The member of the Nuxalk and Onondaga nations says it was hip-hop that helped empower her to reclaim her own identity, but the path to finding her voice was one fraught with adversity.

As a kid, Webster moved frequently, sometimes facing homelessness, and was often the subject of racism and bullying in the classroom.

In other major Canadian cities she had lived in, she felt invisible, but in Vancouver, she felt ostracized for being visibly indigenous.

“Stereotypes really crushed my belonging and my identity,” said Webster.

“My whole life, I was trying to decide, which is better: to not have an identity at all, or to be stereotyped?”

It wasn’t until she started attending Vancouver’s Aboriginal Friendship Centre as a teenager that she found a connection to her culture through other young people who were on a similar journey. It’s also how she was introduced to hip-hop.

“I started to connect with these people who were proud of who they were; of where they came from,” she said. “I did feel alone, and very heavy, but I told myself that one day, I would do what those people did for me, for other kids.

“No one should feel like they don’t belong.”

With four studio albums under her belt, including the Indigenous Music Award-winning Indiginized by Enter Tribal, a collaboration album with Chief Rock, Webster sees her songs as a way of capturing oral history, and isn’t afraid to write lyrics that speak to challenging subjects like residential schools and missing and murdered indigenous women.

“In my song, 'We Were Children', I talk about imagining a community with no children. Imagine your child going to residential school,” she says.

In another song, she talks about looking for her missing sister.

“When you break it down for people like that, racism and stereotypes don’t get in the way, and you can connect to it more,” says Webster.

“It’s bringing these issues to a level of relationships, instead of race.”

Though music and activism have given her plenty of opportunities to travel, lately, she’s been spending more time using her voice within her own community—more specifically, at Grandview elementary, her son’s school—where she gets to share poetry, spoken word, and traditional singing and drumming with the students there.

“Our school has, from what I’ve seen, really taken hold of the truth and reconciliation recommendations, and tried to apply them,” says Webster, who, since the release of the TRC report regularly speaks with groups like the B.C. Nurses' Union and the Hospital Employees’ Union about indigenous knowledge and history.

“I get to talk with not only our First Nations youth, but with our immigrant, refugee, and non-Native communities, and showcase a powerful indigenous woman being proud of who she is,” says Webster.

“Its about encouraging everyone to be connected to their songs, dances, ceremonies, and language, Fbecause everyone is indigenous to somewhere.”

Webster says she’s “just one part of a bigger picture”, but her work is made worthwhile by the knowledge that, although progress is slow, she can see reconciliation taking place.

■ **Recorded data**
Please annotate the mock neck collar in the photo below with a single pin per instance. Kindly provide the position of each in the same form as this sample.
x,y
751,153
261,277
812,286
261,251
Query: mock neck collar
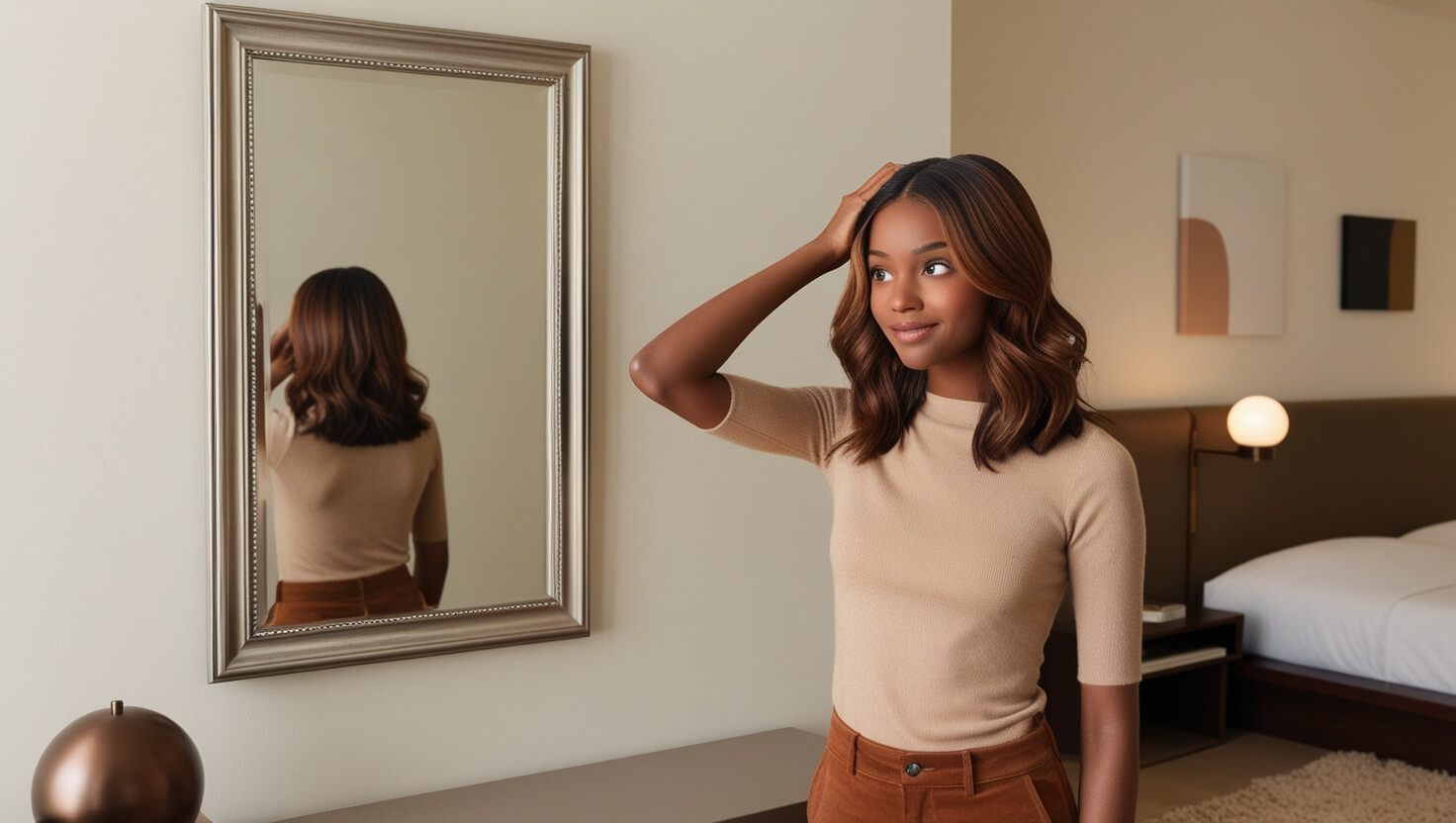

■ **Exercise**
Copy the Webster profile word for word, between "Webster says she’s" and "reconciliation taking place.", inclusive. Rely only on the Webster profile and nothing else.

■ **Finished task**
Webster says she’s “just one part of a bigger picture”, but her work is made worthwhile by the knowledge that, although progress is slow, she can see reconciliation taking place.